• Aufgabe 1:
Welchen Film hat Regisseur David Leitch laut der Filmkritik vor BULLET TRAIN inszeniert?

• Textabschnitt:
BULLET TRAIN

Bullet Train - Copyright SONY PICTURES– Bundesstart 11.08.2022

Es gab eine Zeit, da wurde das Kino von Debütfilmen überschwemmt, die meist glücklos versuchten Quentin Tarantino zu kopieren. Jenen Tarantino, bevor er sich selbst schlecht kopierte und ermüdend markante Elemente anderer Filme aneignete. Es war chic und progressiv überzogene Gewaltexzesse explizit zur Schau zu stellen, und alles mit deplatzierten Dialogen anzureichern. Perfekt war, alle Charaktere so zu gestalten, dass ihnen alles wichtiger wäre als das was gerade passierte. Das fragwürdige Prädikat ‚…im Stil von Tarantino‘ fand ein Reboot mit dem vergleichenden Werbetext zu DEADPOOL. Nur war es jetzt ganz originell, den Tod von Menschen mit sarkastischen Sprüchen ins Lächerliche zu ziehen. Eine Originalität die bereits bei DEADPOOL 2 Abnutzungserscheinungen zeigte, und dennoch unbeirrt weiter kopiert wird. Regisseur David Leitch hat DEADPOOL 2 inszeniert, und jetzt BULLET TRAIN, der genau jene überzogenen Elemente wiederholen soll.

• Datenauszug:
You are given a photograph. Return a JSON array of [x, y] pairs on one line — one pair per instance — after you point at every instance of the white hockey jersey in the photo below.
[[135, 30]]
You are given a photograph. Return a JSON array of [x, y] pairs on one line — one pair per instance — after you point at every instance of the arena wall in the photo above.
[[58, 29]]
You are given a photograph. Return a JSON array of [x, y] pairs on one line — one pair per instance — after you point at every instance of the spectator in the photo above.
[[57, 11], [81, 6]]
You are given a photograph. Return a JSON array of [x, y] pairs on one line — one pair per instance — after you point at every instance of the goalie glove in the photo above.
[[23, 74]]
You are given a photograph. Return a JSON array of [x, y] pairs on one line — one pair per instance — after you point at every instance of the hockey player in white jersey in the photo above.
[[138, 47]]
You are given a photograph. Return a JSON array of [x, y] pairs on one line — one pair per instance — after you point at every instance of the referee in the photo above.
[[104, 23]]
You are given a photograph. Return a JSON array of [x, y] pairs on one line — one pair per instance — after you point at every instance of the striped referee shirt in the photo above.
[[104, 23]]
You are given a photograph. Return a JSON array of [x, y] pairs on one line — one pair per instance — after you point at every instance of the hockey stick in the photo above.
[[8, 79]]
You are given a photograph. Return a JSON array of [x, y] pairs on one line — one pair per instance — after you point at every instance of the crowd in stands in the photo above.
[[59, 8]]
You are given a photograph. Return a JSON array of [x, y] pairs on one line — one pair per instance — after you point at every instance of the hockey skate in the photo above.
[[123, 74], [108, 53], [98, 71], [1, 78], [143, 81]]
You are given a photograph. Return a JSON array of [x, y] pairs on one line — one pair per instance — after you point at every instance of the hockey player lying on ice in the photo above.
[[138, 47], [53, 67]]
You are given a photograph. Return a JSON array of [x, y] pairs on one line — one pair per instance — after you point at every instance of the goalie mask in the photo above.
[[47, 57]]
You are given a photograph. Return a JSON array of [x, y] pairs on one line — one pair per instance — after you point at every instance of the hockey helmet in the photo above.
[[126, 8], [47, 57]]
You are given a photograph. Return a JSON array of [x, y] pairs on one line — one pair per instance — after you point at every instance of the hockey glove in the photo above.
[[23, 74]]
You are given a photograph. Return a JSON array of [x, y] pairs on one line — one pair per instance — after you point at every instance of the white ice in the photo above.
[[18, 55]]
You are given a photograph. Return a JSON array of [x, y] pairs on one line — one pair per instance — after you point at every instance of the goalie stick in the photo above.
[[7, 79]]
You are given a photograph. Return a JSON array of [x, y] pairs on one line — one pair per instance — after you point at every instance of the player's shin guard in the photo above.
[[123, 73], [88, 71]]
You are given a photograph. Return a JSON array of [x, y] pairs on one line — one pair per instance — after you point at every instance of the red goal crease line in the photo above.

• Aufgabe 2:
Zitiere aus der Auflistung alle Zeilen zwischen der Zeile mit „on ice in the photo above.“ und der Zeile mit „[[126, 8], [47, 57]]“, beide eingeschlossen.

• Endergebnis 1:
DEADPOOL 2.

• Endergebnis 2:
You are given a photograph. Return a JSON array of [x, y] pairs on one line — one pair per instance — after you point at every instance of the hockey player lying on ice in the photo above.
[[138, 47], [53, 67]]
You are given a photograph. Return a JSON array of [x, y] pairs on one line — one pair per instance — after you point at every instance of the goalie mask in the photo above.
[[47, 57]]
You are given a photograph. Return a JSON array of [x, y] pairs on one line — one pair per instance — after you point at every instance of the hockey helmet in the photo above.
[[126, 8], [47, 57]]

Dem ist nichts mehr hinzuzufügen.